*Fragment strony*.
Coraz więcej produktów pojawia się z etykietą wolny od BPA. Okazuje się jednak, że tego typu rzeczy mogą nie być tak bezpieczne jak się to nam wydaje.
Naukowcy odkryli właśnie, że u myszy zamienniki BPA powodują zmniejszenie liczby plemników oraz gorszą jakość komórek jajowych. Najnowsze badania nad BPA pokazują, że ono także wyrządza szkodę ludziom – może on naśladować hormon estrogenu a więc tym samym zaburzać system hormonalny w ciele. FDA zakazuje tego tylko w butelkach dla niemowląt, kubkach z napojami i opakowaniach dla niemowląt, ale presja społeczeństwa wywołała wprowadzenie czegoś takiego jak etykieta „Wolne od BPA”.

*Do zrobienia*.
1 – Zmień w tekście o BPA fragment od słów „Coraz więcej produktów” aż do słów „to nam wydaje.” włącznie, zastępując „produktów” przez „towarów”, i podaj go ponownie.
2 – Odpowiedz na podstawie tekstu o BPA na poniższe pytania.
(a) Z jaką etykietą pojawia się coraz więcej produktów?
(b) Jaki hormon może naśladować BPA?
(c) W jakich produktach FDA zakazuje BPA?
3 – Kontynuuj tekst o BPA od miejsca, w którym się kończy.
Wpisy nie mają żadnego znaczenia dla pracy z tekstem o BPA.

*Wyciąg danych*.
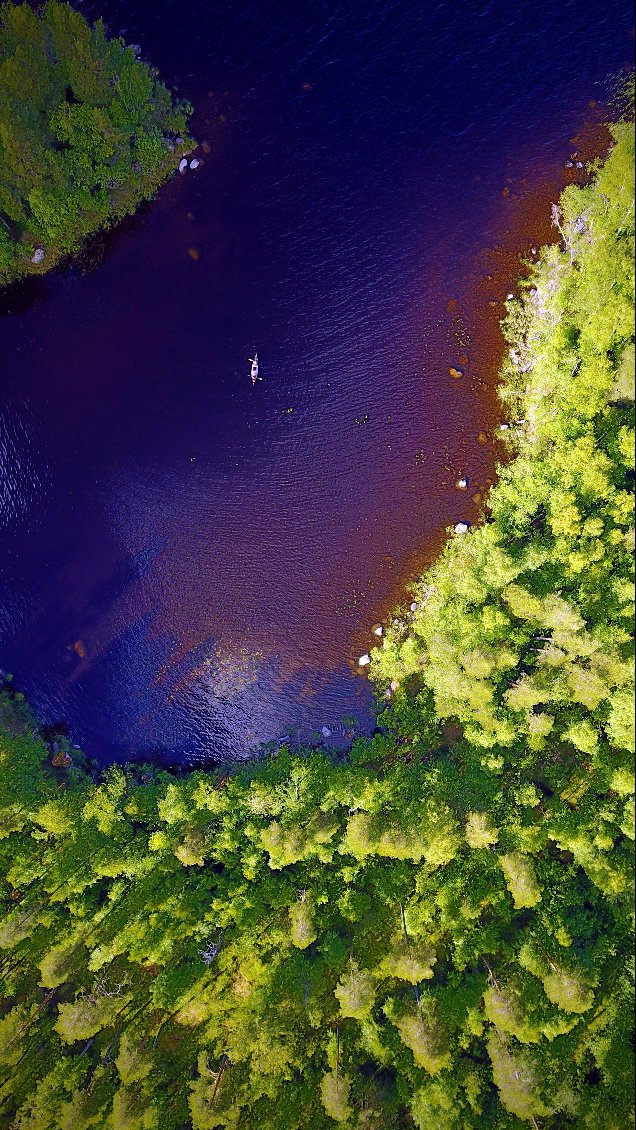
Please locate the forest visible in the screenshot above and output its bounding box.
[0,0,192,285]
[0,46,635,1130]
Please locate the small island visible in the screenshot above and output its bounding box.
[0,0,192,286]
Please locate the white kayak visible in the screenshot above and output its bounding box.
[249,354,262,384]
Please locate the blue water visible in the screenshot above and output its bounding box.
[0,0,633,763]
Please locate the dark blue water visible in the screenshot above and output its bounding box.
[0,0,633,762]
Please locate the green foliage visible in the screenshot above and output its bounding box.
[0,97,634,1130]
[0,0,191,286]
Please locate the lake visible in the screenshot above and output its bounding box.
[0,0,633,765]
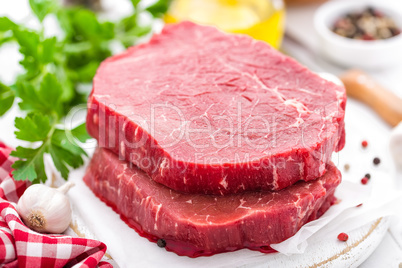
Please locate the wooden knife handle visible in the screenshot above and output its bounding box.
[339,70,402,126]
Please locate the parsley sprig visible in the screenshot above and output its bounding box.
[0,0,169,183]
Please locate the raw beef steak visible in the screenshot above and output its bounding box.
[87,22,346,195]
[84,149,341,257]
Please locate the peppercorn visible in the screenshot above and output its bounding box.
[156,239,166,248]
[362,141,368,148]
[332,7,401,41]
[343,164,350,171]
[338,233,349,241]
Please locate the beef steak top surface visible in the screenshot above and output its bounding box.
[87,22,346,194]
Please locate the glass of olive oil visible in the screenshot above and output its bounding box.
[164,0,285,49]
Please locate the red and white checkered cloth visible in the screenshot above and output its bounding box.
[0,142,112,268]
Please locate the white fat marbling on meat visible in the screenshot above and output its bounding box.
[284,99,311,117]
[154,204,162,230]
[120,141,126,156]
[92,113,99,125]
[219,175,228,189]
[290,117,304,127]
[159,158,169,176]
[237,198,251,209]
[298,162,304,178]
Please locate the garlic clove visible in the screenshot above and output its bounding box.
[17,182,73,234]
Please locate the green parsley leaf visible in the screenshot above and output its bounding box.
[29,0,56,22]
[0,17,18,32]
[10,145,47,182]
[38,73,63,115]
[71,123,92,142]
[145,0,170,17]
[17,73,63,116]
[15,113,52,142]
[0,83,15,116]
[0,0,168,183]
[15,113,52,142]
[52,129,87,157]
[40,37,57,63]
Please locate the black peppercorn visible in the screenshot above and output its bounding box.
[156,239,166,248]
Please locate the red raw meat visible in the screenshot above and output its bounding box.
[84,148,341,257]
[87,22,346,195]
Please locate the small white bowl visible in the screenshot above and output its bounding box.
[314,0,402,70]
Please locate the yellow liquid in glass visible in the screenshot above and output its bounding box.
[164,0,285,49]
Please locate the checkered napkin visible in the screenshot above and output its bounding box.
[0,142,112,268]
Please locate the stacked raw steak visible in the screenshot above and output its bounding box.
[84,22,346,257]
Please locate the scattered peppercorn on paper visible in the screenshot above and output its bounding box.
[0,142,112,268]
[53,95,402,267]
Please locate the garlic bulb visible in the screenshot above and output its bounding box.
[17,182,74,234]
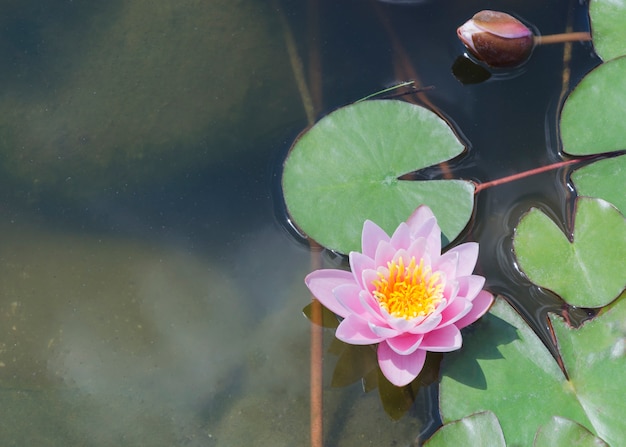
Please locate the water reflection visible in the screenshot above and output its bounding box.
[0,0,604,447]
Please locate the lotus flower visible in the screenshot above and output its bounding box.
[305,206,493,386]
[457,10,534,67]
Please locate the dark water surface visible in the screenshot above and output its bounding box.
[0,0,598,447]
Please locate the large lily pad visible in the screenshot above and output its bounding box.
[283,100,474,253]
[440,298,626,445]
[561,57,626,155]
[534,416,608,447]
[513,197,626,307]
[572,155,626,216]
[425,411,506,447]
[589,0,626,61]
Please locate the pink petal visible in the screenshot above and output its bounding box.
[350,251,376,288]
[369,323,400,340]
[420,324,463,352]
[390,222,411,250]
[454,290,493,329]
[377,343,426,386]
[406,237,430,263]
[457,275,485,301]
[411,217,441,250]
[406,205,441,258]
[304,269,355,318]
[374,241,396,267]
[409,313,442,334]
[446,242,478,276]
[361,220,389,258]
[439,297,472,328]
[387,334,424,355]
[361,267,378,293]
[431,251,459,279]
[333,284,369,320]
[359,290,387,325]
[381,309,425,332]
[335,315,385,345]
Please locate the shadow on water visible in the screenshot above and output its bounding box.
[0,0,597,446]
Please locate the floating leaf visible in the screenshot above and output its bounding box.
[513,197,626,307]
[534,416,609,447]
[550,292,626,446]
[283,100,474,253]
[561,57,626,155]
[589,0,626,61]
[424,411,506,447]
[439,295,626,445]
[439,299,589,445]
[572,155,626,216]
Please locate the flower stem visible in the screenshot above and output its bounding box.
[534,31,591,45]
[310,240,324,447]
[474,158,583,194]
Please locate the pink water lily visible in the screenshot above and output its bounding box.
[305,206,493,386]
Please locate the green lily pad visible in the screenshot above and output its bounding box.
[424,411,506,447]
[561,57,626,155]
[572,155,626,216]
[282,100,474,253]
[550,292,626,445]
[439,299,589,445]
[589,0,626,61]
[439,296,626,445]
[513,197,626,307]
[534,416,609,447]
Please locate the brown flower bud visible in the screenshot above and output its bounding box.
[456,10,534,68]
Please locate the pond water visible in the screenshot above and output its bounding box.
[0,0,598,447]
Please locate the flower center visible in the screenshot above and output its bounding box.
[372,257,444,320]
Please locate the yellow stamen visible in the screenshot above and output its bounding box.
[372,257,444,320]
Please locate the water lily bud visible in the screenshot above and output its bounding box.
[456,10,534,68]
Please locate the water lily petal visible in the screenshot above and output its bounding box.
[359,290,387,326]
[361,220,389,258]
[361,267,380,293]
[381,314,416,332]
[446,242,478,276]
[349,251,376,288]
[304,269,355,318]
[438,297,472,328]
[420,324,463,352]
[374,241,396,267]
[457,275,485,301]
[389,222,411,250]
[335,315,385,345]
[406,205,441,257]
[377,343,426,386]
[409,312,443,334]
[431,251,459,279]
[387,334,424,355]
[454,290,493,329]
[333,284,369,320]
[406,237,430,265]
[369,323,400,340]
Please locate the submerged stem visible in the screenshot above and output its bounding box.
[534,31,591,45]
[474,159,583,194]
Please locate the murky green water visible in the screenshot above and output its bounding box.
[0,0,595,447]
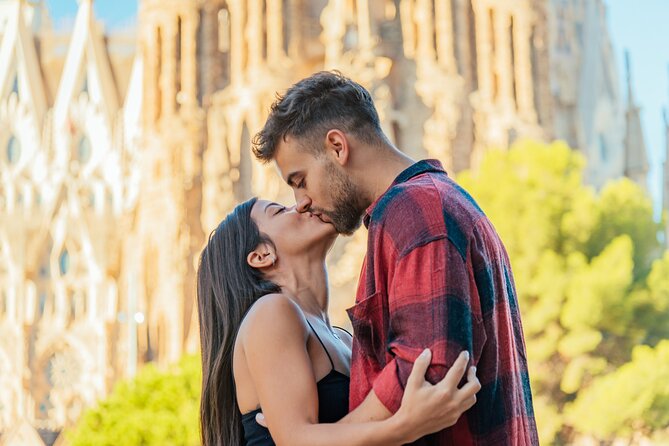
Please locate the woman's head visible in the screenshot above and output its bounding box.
[247,200,337,268]
[197,199,336,446]
[197,199,280,446]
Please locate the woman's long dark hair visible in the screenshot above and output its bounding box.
[197,198,280,446]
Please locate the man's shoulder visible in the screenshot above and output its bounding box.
[369,173,484,254]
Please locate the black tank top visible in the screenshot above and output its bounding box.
[242,321,350,446]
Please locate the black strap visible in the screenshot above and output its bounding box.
[304,317,335,370]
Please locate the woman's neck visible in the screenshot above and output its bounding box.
[275,257,329,320]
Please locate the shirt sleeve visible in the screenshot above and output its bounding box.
[373,237,481,413]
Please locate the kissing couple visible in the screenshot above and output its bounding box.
[197,72,538,446]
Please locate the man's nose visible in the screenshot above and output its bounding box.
[295,195,311,213]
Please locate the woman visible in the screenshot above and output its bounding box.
[197,199,480,446]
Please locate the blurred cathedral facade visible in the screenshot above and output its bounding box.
[0,0,656,445]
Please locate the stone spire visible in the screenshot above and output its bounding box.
[624,51,648,188]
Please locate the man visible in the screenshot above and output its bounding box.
[253,72,538,446]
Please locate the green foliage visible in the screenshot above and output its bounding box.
[66,356,201,446]
[458,141,669,444]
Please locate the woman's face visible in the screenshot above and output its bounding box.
[251,200,337,256]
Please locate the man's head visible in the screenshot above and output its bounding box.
[253,72,388,234]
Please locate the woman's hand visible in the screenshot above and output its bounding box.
[395,349,481,442]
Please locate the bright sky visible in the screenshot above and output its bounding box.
[47,0,669,211]
[605,0,669,213]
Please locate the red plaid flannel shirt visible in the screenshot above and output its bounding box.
[347,160,539,446]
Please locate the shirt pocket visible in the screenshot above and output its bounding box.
[346,291,386,364]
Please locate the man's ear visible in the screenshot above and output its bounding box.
[246,243,276,269]
[325,129,350,166]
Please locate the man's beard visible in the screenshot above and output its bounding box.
[320,163,369,235]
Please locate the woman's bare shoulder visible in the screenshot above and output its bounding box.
[239,293,306,344]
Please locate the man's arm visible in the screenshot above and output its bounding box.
[365,238,482,419]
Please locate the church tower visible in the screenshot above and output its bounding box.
[624,52,648,190]
[125,0,206,365]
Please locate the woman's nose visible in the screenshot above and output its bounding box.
[295,196,311,213]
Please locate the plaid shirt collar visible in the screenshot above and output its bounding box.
[362,159,446,229]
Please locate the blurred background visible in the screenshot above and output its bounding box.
[0,0,669,445]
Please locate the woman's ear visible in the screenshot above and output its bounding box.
[246,243,276,269]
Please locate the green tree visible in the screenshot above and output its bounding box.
[66,356,201,446]
[458,141,669,444]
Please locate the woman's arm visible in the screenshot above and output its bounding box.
[243,295,475,446]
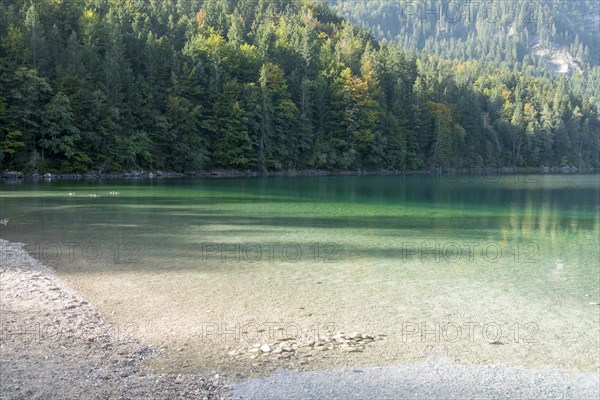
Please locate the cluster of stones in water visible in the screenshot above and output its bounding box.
[228,332,385,359]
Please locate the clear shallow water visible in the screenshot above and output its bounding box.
[0,175,600,369]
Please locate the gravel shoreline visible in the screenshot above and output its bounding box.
[0,239,229,399]
[0,239,600,399]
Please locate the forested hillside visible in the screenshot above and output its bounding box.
[329,0,600,73]
[328,0,600,114]
[0,0,600,172]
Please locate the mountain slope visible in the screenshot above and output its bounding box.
[0,0,600,172]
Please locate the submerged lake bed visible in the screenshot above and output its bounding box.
[0,175,600,376]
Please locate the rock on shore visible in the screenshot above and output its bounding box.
[0,239,228,399]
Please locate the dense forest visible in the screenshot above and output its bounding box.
[329,0,600,72]
[328,0,600,111]
[0,0,600,172]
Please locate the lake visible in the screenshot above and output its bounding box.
[0,175,600,374]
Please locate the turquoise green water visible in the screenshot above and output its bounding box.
[0,175,600,368]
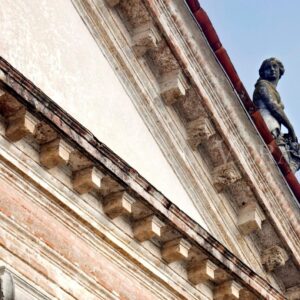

*Odpowiedzi*.
1 –
Coraz więcej towarów pojawia się z etykietą wolny od BPA. Okazuje się jednak, że tego typu rzeczy mogą nie być tak bezpieczne jak się to nam wydaje.

2 –
(a) Z etykietą „wolny od BPA”.
(b) Estrogen.
(c) W butelkach dla niemowląt, kubkach z napojami i opakowaniach dla niemowląt.

3 –
W badaniu naukowcy przeprowadzili testy na myszach z wykorzystaniem BPF, BPS i BPAF, czyli zamienników BPA. Okazało się, że obie płcie miały problemy z prawidłową rekombinacją DNA. Zmiany te mogły negatywnie wpływać na plemniki oraz jajeczka. Co więcej, zmiany mogą być przekazywane z pokolenia na pokolenie. Prawdopodobnie wynika to z faktu małej różnicy chemicznej w stosunku do BPA. Warto jednak wiedzieć, że tego typu materiały także nie są w pełni bezpieczne.